[Task]:
Write out exactly the lines running from the line that includes "Where can you spot the stone" to the end of the data, both ends included, and nothing besides.

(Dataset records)
————

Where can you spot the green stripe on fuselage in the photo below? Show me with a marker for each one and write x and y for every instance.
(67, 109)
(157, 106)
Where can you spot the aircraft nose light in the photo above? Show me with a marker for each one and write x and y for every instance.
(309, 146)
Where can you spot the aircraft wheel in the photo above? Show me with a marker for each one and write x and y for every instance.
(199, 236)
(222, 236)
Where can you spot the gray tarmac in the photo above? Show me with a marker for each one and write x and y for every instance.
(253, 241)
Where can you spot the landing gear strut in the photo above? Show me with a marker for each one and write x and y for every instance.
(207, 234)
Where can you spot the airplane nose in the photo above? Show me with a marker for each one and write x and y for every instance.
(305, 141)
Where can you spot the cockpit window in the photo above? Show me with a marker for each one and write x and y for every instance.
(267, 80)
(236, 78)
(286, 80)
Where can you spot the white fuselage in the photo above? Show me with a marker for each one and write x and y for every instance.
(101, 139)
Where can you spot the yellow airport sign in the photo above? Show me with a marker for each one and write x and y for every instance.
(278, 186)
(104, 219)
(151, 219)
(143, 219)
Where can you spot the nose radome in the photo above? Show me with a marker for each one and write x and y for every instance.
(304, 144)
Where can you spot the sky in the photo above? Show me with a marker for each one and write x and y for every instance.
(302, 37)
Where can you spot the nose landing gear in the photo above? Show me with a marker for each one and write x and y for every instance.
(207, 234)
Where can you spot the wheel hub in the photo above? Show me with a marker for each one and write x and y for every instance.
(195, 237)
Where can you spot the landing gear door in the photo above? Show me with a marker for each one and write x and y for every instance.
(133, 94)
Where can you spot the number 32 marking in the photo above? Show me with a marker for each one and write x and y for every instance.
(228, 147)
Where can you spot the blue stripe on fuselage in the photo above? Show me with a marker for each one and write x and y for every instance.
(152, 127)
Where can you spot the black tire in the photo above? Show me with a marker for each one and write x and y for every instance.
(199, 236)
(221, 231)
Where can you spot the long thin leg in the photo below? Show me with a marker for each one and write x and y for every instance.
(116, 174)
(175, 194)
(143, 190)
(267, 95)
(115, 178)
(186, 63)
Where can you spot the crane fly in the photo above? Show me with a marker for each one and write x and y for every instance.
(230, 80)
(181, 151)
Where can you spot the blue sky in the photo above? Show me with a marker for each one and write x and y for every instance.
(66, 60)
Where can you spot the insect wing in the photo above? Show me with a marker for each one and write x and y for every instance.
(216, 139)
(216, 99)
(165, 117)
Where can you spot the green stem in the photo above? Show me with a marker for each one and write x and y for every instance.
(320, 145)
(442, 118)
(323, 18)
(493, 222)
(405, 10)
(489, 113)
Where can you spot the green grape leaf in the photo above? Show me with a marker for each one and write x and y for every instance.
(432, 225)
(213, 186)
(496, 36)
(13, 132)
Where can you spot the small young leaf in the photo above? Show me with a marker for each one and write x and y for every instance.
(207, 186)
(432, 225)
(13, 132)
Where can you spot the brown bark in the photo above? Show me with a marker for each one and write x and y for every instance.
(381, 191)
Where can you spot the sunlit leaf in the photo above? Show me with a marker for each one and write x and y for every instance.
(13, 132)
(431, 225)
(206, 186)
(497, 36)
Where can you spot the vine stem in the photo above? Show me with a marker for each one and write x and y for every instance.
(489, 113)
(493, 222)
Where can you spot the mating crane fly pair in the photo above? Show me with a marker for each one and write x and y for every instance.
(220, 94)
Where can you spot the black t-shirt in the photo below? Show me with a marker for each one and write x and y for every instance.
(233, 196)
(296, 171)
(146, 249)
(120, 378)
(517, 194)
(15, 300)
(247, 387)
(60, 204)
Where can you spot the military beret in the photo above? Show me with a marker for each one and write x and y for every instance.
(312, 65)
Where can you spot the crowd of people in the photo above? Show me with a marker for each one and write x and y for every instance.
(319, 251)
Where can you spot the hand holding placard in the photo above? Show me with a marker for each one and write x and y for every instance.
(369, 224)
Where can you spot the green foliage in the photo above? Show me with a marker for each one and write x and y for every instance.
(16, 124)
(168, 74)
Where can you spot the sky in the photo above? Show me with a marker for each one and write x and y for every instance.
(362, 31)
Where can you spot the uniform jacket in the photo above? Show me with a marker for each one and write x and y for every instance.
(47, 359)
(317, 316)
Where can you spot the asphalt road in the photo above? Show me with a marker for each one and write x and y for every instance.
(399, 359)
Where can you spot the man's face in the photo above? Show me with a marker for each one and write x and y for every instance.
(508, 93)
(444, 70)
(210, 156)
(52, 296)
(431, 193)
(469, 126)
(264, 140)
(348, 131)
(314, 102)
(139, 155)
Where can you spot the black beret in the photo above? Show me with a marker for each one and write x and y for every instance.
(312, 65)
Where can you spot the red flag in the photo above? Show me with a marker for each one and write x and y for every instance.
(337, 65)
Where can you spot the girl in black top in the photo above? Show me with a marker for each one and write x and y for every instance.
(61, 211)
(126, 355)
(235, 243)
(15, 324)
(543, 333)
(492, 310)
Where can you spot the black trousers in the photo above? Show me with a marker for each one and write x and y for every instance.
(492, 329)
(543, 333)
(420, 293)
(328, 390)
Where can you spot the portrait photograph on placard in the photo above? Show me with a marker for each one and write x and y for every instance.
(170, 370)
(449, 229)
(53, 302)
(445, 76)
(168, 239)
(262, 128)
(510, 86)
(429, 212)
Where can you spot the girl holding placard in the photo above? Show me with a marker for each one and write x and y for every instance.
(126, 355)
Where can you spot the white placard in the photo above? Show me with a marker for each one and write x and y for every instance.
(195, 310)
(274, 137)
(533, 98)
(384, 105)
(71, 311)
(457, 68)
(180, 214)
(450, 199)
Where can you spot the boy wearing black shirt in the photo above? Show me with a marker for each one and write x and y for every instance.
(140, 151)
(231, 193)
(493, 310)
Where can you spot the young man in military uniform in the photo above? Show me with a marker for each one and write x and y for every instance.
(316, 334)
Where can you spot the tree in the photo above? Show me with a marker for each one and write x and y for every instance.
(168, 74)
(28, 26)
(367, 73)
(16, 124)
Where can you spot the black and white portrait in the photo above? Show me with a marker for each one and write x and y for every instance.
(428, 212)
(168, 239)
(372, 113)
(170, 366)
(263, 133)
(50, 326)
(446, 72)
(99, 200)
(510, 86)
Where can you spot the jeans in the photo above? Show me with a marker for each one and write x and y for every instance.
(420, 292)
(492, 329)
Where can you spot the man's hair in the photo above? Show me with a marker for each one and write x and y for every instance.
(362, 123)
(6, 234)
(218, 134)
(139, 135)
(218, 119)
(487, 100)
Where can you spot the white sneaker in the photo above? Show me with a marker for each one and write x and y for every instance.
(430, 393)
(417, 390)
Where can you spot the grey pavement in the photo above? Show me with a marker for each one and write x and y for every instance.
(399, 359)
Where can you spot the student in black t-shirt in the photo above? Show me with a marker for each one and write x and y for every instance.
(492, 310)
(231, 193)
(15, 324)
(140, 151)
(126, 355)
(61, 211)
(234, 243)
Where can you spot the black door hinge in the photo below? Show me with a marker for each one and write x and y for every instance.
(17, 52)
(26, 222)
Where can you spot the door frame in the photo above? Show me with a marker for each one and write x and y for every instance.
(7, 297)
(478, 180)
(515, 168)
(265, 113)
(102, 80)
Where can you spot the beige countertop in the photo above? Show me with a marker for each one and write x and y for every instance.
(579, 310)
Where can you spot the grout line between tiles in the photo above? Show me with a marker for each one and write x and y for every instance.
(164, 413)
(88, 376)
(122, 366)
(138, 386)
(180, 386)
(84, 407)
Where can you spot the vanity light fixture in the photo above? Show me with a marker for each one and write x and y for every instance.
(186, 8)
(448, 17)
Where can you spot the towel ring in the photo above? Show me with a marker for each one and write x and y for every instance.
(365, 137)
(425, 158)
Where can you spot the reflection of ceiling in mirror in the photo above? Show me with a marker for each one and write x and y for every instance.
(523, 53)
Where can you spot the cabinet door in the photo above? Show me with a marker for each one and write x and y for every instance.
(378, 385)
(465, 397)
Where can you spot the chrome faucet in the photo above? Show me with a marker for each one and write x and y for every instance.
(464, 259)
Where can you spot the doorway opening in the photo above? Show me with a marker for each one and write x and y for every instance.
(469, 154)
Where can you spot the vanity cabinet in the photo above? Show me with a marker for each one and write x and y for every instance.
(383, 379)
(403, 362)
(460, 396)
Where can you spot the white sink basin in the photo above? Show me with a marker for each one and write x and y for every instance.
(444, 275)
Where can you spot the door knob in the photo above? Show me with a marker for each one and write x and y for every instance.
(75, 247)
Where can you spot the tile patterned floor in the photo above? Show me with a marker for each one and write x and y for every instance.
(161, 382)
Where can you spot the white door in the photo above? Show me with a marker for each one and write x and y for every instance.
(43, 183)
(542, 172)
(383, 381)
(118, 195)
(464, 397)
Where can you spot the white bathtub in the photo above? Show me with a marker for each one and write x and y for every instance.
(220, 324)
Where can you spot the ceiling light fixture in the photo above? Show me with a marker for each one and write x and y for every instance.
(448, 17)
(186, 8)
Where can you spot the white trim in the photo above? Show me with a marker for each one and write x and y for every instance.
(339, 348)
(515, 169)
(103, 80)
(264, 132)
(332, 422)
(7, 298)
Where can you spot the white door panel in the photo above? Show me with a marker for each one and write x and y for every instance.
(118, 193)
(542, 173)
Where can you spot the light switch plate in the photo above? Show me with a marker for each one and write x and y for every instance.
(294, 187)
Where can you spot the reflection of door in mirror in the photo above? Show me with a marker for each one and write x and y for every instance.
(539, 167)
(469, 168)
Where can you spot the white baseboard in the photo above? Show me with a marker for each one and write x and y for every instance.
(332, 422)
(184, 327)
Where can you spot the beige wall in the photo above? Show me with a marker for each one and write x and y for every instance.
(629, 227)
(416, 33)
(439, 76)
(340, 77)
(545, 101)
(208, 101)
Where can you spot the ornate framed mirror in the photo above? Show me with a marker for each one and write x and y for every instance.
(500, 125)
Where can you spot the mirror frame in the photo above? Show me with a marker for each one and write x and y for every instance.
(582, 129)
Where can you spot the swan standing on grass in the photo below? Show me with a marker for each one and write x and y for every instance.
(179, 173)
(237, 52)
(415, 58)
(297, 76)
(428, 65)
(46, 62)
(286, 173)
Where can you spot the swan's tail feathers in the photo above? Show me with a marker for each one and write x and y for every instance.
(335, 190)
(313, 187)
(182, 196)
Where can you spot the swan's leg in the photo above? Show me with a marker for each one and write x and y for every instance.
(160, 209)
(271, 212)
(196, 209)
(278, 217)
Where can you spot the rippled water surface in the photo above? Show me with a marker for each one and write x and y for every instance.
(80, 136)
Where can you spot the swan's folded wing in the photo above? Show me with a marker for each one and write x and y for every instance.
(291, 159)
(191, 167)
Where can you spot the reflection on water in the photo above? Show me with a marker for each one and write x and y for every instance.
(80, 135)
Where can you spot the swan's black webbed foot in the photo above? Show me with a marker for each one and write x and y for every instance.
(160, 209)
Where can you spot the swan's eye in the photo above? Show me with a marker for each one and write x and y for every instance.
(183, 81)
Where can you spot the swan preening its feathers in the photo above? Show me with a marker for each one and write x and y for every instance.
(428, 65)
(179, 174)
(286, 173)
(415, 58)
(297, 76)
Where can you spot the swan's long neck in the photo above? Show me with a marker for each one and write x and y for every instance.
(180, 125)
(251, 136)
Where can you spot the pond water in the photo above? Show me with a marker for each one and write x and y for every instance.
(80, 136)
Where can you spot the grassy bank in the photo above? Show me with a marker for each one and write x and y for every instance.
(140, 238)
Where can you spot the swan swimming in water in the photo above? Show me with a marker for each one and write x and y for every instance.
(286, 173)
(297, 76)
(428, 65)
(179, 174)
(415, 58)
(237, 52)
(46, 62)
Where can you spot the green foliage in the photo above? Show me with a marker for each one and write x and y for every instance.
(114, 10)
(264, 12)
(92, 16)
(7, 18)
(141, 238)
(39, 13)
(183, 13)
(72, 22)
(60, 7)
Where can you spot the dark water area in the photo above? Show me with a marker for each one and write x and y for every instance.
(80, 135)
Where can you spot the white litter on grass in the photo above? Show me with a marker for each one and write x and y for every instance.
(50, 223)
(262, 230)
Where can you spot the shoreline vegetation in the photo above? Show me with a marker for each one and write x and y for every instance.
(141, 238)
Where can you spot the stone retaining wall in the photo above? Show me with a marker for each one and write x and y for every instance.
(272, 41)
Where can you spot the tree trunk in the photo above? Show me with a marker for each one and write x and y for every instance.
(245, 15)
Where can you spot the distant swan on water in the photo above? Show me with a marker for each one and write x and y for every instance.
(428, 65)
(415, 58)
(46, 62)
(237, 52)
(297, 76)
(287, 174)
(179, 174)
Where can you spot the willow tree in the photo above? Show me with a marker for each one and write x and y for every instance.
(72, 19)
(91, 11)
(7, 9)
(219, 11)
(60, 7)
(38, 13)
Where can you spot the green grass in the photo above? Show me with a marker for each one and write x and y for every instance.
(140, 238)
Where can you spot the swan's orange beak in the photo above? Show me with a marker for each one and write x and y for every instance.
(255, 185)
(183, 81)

————

[Answer below]:
Where can you spot the stone retaining wall in the photo above? Show me with a marker for each one and write x and y for every instance.
(272, 41)
Where can you spot the tree trunk in the photo above? Show me with a marker for each one and write x and y for every instance.
(245, 15)
Where can you spot the distant swan on water in the photo above? Show me with a marker for each one and write x and y for every instance.
(428, 65)
(415, 58)
(46, 62)
(237, 52)
(297, 76)
(287, 174)
(179, 174)
Where can you spot the willow tree in the photo above? Show me with a marker for each one and write x and y for every instance.
(72, 19)
(91, 11)
(7, 9)
(219, 11)
(60, 7)
(38, 13)
Where can you spot the green grass in the photo above? Show me with a marker for each one and write x and y for every instance.
(140, 238)
Where can you spot the swan's orange beak in the photo above? Show me with a marker for each one and write x and y for every instance.
(255, 185)
(183, 81)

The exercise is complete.